-------- DATA RECORDS --------

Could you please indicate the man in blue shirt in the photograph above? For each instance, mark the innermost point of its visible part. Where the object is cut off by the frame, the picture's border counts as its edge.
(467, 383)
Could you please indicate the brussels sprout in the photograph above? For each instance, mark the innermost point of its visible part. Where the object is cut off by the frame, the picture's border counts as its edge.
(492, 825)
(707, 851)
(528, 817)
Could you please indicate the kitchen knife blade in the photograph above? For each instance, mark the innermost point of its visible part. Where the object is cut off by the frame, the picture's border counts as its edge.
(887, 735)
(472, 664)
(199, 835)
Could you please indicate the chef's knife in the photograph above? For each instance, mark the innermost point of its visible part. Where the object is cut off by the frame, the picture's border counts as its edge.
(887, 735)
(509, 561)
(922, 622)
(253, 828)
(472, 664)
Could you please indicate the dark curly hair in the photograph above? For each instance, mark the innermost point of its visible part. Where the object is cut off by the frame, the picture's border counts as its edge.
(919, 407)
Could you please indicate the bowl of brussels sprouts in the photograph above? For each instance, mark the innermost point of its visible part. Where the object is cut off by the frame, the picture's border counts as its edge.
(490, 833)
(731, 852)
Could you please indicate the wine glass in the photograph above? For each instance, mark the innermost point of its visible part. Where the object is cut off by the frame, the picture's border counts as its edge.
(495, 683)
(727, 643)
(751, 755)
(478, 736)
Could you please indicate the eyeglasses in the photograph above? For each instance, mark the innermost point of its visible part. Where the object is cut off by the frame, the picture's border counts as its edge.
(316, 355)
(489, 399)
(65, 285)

--------

• [INSTRUCTIONS TO FOLLOW] Could you give again exactly the lines from the line containing "Could you please indicate the eyeglasses" through the final line of the data above, and no others?

• [RESPONSE BELOW]
Could you please indicate the eyeglasses in the photograph above? For each instance, mark the innermost point of its visible part. Where the object is cut off by the frame, the picture's border counts as its edge.
(316, 355)
(489, 399)
(65, 285)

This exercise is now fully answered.